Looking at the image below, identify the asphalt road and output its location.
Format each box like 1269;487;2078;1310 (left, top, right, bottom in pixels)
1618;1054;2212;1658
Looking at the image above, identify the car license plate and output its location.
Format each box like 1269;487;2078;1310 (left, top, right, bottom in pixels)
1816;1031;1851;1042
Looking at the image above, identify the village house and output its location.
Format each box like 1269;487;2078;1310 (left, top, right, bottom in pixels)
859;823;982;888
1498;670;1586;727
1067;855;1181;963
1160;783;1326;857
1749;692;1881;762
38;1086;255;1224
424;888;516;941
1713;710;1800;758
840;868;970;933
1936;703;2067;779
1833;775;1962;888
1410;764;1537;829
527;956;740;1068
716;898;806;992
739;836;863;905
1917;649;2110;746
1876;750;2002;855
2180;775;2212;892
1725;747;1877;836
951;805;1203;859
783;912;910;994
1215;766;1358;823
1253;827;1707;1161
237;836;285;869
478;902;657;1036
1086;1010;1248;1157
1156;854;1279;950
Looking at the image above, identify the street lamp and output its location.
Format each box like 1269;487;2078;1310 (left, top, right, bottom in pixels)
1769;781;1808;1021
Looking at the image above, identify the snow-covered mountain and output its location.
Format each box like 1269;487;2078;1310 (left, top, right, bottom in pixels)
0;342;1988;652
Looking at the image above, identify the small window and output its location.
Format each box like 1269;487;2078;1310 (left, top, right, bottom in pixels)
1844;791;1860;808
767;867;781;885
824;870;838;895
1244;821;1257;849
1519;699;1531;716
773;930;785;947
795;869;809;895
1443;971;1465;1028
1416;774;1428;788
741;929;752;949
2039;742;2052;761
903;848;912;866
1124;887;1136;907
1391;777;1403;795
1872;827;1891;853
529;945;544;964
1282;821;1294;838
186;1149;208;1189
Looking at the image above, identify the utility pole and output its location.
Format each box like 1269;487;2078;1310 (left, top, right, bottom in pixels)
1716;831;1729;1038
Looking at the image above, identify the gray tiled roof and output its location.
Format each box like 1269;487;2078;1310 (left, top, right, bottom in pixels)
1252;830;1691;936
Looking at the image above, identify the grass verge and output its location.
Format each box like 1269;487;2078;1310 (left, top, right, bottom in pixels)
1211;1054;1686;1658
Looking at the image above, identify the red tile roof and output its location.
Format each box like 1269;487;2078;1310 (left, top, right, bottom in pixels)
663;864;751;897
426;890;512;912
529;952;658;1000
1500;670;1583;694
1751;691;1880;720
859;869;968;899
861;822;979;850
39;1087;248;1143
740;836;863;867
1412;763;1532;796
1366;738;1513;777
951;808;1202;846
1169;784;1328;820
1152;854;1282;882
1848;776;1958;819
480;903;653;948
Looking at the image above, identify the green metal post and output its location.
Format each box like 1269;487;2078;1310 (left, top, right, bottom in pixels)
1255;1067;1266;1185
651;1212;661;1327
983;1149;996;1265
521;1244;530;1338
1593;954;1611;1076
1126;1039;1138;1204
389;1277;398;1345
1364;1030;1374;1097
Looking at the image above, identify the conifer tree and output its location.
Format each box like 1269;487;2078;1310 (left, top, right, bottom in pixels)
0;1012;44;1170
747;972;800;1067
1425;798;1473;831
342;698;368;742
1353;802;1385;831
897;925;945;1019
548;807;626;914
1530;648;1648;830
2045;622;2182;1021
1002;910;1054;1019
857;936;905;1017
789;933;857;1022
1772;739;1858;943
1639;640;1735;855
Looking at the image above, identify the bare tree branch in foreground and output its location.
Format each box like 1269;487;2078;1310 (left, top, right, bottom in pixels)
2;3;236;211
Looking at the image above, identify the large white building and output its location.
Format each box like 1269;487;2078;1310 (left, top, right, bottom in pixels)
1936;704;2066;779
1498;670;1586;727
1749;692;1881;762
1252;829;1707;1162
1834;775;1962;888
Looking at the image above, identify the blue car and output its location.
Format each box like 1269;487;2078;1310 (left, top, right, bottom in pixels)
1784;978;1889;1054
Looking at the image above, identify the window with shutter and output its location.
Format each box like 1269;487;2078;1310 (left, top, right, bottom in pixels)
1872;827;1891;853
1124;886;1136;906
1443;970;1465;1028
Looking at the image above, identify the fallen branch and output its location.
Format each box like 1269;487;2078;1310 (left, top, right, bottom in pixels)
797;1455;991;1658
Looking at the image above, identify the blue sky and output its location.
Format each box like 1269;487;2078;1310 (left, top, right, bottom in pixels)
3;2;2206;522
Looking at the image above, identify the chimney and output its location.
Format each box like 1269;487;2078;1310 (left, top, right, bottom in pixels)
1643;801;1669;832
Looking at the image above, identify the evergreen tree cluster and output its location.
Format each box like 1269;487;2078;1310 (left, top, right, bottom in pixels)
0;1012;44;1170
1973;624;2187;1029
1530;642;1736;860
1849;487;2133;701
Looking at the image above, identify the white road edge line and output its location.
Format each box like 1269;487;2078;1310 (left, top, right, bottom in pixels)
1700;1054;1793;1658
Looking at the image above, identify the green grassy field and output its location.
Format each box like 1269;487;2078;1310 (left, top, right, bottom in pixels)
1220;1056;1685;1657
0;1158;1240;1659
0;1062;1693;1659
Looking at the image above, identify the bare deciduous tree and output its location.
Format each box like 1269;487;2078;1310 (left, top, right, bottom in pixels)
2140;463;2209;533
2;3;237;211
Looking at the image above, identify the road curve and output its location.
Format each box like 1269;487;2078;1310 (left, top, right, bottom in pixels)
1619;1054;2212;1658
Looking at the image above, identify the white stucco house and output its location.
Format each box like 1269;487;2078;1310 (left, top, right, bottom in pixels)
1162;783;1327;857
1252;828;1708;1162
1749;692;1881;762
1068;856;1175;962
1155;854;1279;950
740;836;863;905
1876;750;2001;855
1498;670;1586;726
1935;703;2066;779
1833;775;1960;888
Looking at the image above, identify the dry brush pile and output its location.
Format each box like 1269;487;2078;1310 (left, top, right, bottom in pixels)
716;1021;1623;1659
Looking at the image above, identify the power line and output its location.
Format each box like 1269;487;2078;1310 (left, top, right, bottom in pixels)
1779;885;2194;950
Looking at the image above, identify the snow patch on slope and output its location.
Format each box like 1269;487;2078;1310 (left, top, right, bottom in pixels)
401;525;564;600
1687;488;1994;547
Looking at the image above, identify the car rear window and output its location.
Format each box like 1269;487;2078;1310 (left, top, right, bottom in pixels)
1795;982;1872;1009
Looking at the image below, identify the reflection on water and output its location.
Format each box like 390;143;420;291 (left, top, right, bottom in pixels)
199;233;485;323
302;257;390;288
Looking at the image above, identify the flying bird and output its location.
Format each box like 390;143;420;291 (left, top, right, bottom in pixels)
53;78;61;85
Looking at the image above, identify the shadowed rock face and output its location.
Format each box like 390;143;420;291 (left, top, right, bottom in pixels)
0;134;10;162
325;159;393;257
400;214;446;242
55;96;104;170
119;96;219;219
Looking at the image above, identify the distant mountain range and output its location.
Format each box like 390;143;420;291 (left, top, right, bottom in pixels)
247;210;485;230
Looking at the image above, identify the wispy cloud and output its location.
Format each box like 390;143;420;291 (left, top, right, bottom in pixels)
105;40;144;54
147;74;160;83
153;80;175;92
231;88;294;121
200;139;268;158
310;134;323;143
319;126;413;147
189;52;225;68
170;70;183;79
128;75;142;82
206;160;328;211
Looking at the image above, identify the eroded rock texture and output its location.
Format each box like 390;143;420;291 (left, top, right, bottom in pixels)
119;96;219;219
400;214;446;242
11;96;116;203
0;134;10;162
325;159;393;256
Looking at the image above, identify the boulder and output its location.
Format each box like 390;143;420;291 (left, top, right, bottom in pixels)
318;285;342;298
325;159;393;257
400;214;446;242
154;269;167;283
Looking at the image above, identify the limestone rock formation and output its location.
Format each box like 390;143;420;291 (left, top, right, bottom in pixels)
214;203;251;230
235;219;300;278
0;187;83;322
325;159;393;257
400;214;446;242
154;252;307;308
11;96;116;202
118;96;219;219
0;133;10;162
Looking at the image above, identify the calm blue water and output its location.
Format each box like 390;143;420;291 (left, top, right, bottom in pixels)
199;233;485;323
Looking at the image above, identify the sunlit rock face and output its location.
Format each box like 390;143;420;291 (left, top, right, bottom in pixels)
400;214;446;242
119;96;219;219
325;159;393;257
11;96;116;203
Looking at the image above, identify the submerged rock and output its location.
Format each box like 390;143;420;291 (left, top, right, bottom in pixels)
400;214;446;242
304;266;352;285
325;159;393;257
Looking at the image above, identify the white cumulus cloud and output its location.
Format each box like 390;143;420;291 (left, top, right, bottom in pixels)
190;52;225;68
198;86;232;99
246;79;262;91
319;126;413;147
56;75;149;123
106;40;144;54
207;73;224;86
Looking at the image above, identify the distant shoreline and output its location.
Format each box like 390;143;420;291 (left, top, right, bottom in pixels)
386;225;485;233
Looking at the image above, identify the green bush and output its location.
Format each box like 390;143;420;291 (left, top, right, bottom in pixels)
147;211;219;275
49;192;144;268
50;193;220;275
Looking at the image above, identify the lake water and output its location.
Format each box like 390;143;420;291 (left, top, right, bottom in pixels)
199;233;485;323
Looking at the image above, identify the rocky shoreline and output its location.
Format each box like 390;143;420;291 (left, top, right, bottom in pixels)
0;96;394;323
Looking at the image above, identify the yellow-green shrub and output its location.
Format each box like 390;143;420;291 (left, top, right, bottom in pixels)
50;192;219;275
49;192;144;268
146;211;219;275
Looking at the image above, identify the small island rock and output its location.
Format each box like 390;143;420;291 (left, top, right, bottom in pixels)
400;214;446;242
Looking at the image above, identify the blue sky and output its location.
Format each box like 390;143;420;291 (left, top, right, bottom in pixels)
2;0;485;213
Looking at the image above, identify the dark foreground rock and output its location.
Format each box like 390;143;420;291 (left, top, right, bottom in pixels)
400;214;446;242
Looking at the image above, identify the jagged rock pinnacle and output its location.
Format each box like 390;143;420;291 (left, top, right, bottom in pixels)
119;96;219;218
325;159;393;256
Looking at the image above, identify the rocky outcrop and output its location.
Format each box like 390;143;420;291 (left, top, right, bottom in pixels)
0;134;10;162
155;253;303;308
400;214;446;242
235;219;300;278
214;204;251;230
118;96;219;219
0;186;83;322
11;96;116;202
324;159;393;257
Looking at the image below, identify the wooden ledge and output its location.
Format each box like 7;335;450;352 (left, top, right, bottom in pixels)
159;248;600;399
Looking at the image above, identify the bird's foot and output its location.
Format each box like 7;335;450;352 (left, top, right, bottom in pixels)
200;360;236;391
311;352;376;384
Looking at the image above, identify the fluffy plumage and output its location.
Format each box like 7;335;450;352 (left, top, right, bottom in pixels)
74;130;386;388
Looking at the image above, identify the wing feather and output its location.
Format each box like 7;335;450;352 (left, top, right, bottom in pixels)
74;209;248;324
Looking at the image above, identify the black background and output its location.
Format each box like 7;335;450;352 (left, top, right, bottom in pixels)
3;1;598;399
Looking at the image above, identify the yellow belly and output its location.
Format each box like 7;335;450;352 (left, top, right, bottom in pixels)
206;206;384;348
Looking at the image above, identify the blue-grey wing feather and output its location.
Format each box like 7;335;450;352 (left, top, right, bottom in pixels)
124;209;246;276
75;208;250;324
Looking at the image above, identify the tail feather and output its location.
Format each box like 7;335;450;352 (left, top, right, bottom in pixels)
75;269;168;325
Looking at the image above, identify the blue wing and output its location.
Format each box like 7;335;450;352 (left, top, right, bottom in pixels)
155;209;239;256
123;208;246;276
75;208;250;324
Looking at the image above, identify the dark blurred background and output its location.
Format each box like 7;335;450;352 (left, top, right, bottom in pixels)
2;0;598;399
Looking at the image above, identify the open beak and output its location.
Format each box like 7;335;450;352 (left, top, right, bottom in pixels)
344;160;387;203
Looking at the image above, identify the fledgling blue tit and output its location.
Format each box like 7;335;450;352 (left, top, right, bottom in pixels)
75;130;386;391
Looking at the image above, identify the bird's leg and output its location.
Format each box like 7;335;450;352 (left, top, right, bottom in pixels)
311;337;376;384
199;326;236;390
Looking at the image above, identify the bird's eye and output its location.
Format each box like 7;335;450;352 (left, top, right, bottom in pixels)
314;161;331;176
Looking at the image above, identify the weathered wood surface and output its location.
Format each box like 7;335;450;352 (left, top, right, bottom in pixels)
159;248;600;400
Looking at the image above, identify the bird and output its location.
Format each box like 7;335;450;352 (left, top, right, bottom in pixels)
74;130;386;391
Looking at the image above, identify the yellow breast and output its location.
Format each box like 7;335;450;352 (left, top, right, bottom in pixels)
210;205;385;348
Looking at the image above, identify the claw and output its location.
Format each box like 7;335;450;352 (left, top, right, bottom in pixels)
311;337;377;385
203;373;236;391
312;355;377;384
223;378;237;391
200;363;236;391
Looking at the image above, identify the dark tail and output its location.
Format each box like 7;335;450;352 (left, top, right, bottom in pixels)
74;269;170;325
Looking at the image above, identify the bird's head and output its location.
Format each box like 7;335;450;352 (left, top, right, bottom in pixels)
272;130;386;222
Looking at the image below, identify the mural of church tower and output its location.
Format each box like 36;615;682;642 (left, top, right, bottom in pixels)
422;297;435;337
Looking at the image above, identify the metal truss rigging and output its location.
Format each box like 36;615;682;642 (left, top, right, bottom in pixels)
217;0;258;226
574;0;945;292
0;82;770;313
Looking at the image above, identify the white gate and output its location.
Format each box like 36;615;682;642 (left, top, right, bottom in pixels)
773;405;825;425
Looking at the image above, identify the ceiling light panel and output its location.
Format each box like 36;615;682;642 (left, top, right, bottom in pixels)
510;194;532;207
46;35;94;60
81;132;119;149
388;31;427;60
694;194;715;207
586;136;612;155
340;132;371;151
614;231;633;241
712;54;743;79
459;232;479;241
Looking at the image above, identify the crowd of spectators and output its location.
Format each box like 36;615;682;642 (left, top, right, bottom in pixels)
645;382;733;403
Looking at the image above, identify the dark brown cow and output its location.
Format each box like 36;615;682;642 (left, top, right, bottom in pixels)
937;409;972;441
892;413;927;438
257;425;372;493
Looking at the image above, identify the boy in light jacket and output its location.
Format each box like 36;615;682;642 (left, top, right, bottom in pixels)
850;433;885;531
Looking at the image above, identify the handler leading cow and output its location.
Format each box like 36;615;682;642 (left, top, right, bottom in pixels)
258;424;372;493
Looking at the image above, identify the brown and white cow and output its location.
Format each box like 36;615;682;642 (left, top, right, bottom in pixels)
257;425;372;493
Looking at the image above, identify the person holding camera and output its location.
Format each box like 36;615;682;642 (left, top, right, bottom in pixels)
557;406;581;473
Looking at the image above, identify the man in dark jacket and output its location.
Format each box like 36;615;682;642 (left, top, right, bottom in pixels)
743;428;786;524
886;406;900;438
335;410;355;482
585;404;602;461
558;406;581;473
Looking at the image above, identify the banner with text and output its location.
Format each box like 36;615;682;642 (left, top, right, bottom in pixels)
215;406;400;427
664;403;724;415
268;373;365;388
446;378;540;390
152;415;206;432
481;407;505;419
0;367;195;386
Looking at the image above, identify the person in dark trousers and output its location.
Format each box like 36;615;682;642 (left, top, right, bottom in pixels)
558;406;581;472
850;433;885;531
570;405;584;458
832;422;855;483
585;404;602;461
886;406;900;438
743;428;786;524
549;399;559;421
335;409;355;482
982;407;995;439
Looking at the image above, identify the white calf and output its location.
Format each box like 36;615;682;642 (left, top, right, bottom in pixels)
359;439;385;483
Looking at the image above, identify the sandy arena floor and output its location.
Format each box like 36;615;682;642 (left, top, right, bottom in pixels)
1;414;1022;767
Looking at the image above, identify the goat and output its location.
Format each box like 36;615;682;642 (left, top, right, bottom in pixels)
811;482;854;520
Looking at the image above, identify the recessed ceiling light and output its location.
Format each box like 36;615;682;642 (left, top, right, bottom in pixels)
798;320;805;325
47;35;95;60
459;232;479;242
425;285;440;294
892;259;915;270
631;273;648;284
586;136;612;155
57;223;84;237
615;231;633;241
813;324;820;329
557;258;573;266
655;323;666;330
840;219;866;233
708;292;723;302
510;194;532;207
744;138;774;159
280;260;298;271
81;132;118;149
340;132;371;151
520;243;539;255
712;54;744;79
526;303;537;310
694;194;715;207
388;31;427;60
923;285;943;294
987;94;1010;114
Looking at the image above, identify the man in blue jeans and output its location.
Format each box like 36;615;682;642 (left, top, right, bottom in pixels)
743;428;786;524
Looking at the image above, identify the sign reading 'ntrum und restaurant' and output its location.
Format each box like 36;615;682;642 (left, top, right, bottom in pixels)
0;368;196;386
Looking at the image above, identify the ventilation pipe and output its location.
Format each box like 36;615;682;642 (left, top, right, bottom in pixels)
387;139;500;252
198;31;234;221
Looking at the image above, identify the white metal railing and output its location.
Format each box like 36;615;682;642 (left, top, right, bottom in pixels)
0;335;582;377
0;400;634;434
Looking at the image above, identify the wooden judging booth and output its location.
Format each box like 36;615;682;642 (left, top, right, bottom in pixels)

_Requirement_
The line with "Looking at the image above, identify the car license" is the last to include; transcribe exactly every line from the top of the material above down to it.

_Result for this task_
Looking at the image below, identify the asphalt road and output its location.
Format each box like 1269;487;2078;1310 (left, top, right, bottom in pixels)
1618;1054;2212;1658
Looking at the image above, identify the car license plate and output its location.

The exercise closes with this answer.